* [Exercise directions] Return all of the entries exactly as written.

* [Supplied data]

┌────────

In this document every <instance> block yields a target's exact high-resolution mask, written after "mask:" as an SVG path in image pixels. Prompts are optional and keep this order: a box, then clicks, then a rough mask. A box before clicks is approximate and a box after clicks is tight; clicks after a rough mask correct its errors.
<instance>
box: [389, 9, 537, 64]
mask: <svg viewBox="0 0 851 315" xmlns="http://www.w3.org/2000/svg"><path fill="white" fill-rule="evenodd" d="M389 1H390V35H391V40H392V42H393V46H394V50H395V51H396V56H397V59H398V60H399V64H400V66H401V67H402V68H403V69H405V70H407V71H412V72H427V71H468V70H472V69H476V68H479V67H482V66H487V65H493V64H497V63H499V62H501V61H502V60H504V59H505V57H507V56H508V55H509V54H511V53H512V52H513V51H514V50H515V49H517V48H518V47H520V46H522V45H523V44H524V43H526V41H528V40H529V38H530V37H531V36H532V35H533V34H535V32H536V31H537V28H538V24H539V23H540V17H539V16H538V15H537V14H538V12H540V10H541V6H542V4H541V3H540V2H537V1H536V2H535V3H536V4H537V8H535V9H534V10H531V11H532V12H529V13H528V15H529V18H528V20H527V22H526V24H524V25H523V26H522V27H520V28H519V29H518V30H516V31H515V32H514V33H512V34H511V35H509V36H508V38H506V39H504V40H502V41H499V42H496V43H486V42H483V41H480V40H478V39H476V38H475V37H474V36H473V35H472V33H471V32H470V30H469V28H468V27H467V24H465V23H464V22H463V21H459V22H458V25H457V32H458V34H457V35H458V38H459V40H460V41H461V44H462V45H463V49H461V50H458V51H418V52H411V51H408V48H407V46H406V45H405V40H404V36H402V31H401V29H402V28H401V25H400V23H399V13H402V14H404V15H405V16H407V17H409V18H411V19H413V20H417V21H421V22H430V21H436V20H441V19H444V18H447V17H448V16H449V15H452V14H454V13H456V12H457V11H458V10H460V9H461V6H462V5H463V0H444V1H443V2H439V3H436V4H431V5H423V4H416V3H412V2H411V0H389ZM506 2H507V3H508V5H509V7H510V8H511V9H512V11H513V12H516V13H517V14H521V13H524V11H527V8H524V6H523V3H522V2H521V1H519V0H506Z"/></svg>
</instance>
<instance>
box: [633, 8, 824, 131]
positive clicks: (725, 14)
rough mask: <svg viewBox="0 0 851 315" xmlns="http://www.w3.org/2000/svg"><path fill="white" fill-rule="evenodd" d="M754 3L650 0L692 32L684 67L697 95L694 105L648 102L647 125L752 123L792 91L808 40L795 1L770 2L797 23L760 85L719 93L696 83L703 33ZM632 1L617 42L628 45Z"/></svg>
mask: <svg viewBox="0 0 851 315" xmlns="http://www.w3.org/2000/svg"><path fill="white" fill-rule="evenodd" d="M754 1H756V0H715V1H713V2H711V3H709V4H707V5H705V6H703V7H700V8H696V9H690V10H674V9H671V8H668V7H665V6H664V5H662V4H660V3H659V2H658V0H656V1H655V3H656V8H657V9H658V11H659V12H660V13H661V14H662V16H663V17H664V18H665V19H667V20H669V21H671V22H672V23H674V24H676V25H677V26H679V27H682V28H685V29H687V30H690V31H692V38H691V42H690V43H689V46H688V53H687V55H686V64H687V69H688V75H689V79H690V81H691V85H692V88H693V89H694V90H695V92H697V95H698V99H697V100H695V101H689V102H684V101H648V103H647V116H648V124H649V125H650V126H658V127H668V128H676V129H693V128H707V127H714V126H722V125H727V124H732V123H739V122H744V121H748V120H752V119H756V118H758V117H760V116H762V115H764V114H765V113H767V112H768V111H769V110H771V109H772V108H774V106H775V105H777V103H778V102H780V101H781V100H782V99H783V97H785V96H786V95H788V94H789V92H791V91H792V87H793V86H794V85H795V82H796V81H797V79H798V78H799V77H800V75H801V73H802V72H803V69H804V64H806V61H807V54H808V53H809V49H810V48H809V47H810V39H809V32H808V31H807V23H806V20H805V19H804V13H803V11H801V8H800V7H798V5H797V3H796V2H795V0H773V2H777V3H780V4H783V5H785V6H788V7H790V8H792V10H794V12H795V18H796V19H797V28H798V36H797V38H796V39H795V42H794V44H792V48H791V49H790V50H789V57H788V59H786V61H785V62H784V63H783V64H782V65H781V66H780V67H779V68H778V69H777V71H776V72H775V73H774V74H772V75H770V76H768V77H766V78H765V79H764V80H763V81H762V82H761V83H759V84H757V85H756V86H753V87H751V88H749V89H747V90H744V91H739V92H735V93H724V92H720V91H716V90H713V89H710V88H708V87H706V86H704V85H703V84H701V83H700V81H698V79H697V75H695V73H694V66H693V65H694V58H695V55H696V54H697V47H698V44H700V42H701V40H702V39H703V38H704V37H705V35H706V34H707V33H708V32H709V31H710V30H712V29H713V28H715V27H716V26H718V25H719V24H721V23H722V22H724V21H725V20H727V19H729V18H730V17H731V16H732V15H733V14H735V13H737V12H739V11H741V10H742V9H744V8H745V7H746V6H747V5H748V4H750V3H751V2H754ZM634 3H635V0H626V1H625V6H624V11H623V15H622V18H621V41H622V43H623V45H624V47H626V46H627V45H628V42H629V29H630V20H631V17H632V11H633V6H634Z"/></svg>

└────────

* [Solution to the exercise]
In this document every <instance> block yields a target's exact high-resolution mask, written after "mask:" as an SVG path in image pixels. Prompts are optional and keep this order: a box, then clicks, then a rough mask. A box before clicks is approximate and a box after clicks is tight; clicks after a rough mask correct its errors.
<instance>
box: [389, 9, 537, 64]
mask: <svg viewBox="0 0 851 315" xmlns="http://www.w3.org/2000/svg"><path fill="white" fill-rule="evenodd" d="M389 1H390V35H391V40H392V42H393V46H394V50H395V51H396V56H397V59H398V60H399V64H400V66H401V67H402V68H403V69H405V70H407V71H412V72H427V71H468V70H472V69H476V68H479V67H482V66H487V65H493V64H497V63H499V62H501V61H502V60H504V59H505V57H507V56H508V55H509V54H511V53H512V52H513V51H514V50H515V49H517V48H518V47H520V46H522V45H523V44H524V43H526V41H528V40H529V38H530V37H531V36H532V35H533V34H535V32H536V31H537V28H538V24H539V23H540V17H539V16H538V15H537V14H538V12H540V10H541V6H542V4H541V3H540V2H537V1H536V2H535V3H536V4H537V8H535V9H534V10H531V11H532V12H529V13H528V15H529V18H528V20H527V22H526V24H524V25H523V26H522V27H520V28H519V29H518V30H516V31H515V32H514V33H512V34H511V35H509V36H508V38H506V39H504V40H502V41H499V42H496V43H486V42H483V41H480V40H478V39H476V38H475V37H474V36H473V35H472V33H471V32H470V30H469V28H468V27H467V24H465V23H464V22H463V21H459V22H458V25H457V32H458V34H457V35H458V38H459V40H460V41H461V44H462V45H463V49H461V50H458V51H418V52H411V51H408V48H407V46H406V45H405V40H404V36H402V31H401V29H402V28H401V25H400V23H399V13H402V14H404V15H405V16H407V17H409V18H411V19H413V20H417V21H421V22H430V21H436V20H441V19H444V18H447V17H448V16H449V15H452V14H454V13H456V12H457V11H458V10H460V9H461V6H462V5H463V0H444V1H443V2H439V3H436V4H431V5H423V4H416V3H412V2H411V0H389ZM506 2H507V3H508V5H509V7H510V8H511V9H512V11H513V12H516V13H517V14H521V13H524V11H527V8H524V6H523V3H522V2H521V1H519V0H506Z"/></svg>
</instance>
<instance>
box: [633, 8, 824, 131]
positive clicks: (725, 14)
rough mask: <svg viewBox="0 0 851 315" xmlns="http://www.w3.org/2000/svg"><path fill="white" fill-rule="evenodd" d="M754 3L650 0L692 32L684 67L697 95L694 105L648 102L647 125L752 123L792 91L808 40L795 1L770 2L797 23L760 85L719 93L696 83L703 33ZM632 1L617 42L628 45Z"/></svg>
mask: <svg viewBox="0 0 851 315" xmlns="http://www.w3.org/2000/svg"><path fill="white" fill-rule="evenodd" d="M754 1H756V0H715V1H713V2H711V3H709V4H707V5H705V6H703V7H700V8H696V9H690V10H674V9H671V8H668V7H665V6H664V5H662V4H660V3H659V2H658V0H656V1H655V3H656V8H657V9H658V11H659V12H660V13H661V14H662V16H663V17H664V18H665V19H667V20H669V21H671V22H672V23H674V24H676V25H677V26H679V27H682V28H685V29H687V30H690V31H692V38H691V42H690V43H689V46H688V53H687V55H686V64H687V69H688V75H689V79H690V81H691V85H692V88H693V89H694V90H695V92H697V95H698V99H697V100H695V101H689V102H684V101H648V103H647V116H648V124H649V125H650V126H658V127H668V128H676V129H693V128H707V127H714V126H722V125H727V124H732V123H739V122H744V121H748V120H752V119H756V118H758V117H760V116H762V115H764V114H765V113H767V112H768V111H769V110H771V109H772V108H774V106H775V105H777V103H778V102H780V101H781V100H782V99H783V97H785V96H786V95H788V94H789V92H791V91H792V87H793V86H794V85H795V82H796V81H797V79H798V78H799V77H800V75H801V73H802V72H803V69H804V64H806V61H807V54H808V53H809V49H810V48H809V47H810V39H809V32H808V31H807V23H806V20H805V19H804V13H803V11H801V8H800V7H798V5H797V3H796V2H795V0H773V2H777V3H780V4H783V5H785V6H788V7H790V8H792V10H794V12H795V18H796V19H797V28H798V36H797V38H796V39H795V42H794V44H792V48H791V49H790V50H789V57H788V59H786V61H785V62H784V63H783V64H782V65H781V66H780V67H779V68H778V69H777V71H776V72H775V73H774V74H772V75H770V76H768V77H766V78H765V79H764V80H763V81H762V82H761V83H759V84H757V85H756V86H753V87H751V88H749V89H747V90H744V91H739V92H735V93H724V92H720V91H716V90H713V89H710V88H708V87H706V86H704V85H703V84H701V83H700V81H698V79H697V75H695V73H694V66H693V65H694V58H695V55H696V54H697V47H698V44H700V42H701V40H702V39H703V38H704V37H705V35H706V34H707V33H708V32H709V31H710V30H712V29H713V28H715V27H716V26H718V25H719V24H721V23H722V22H724V21H725V20H727V19H729V18H730V17H731V16H732V15H733V14H735V13H737V12H739V11H741V10H742V9H744V8H745V7H746V6H747V5H748V4H750V3H751V2H754ZM634 3H635V0H626V1H625V6H624V11H623V15H622V18H621V41H622V43H623V45H624V47H626V46H627V45H628V42H629V29H630V20H631V17H632V11H633V6H634Z"/></svg>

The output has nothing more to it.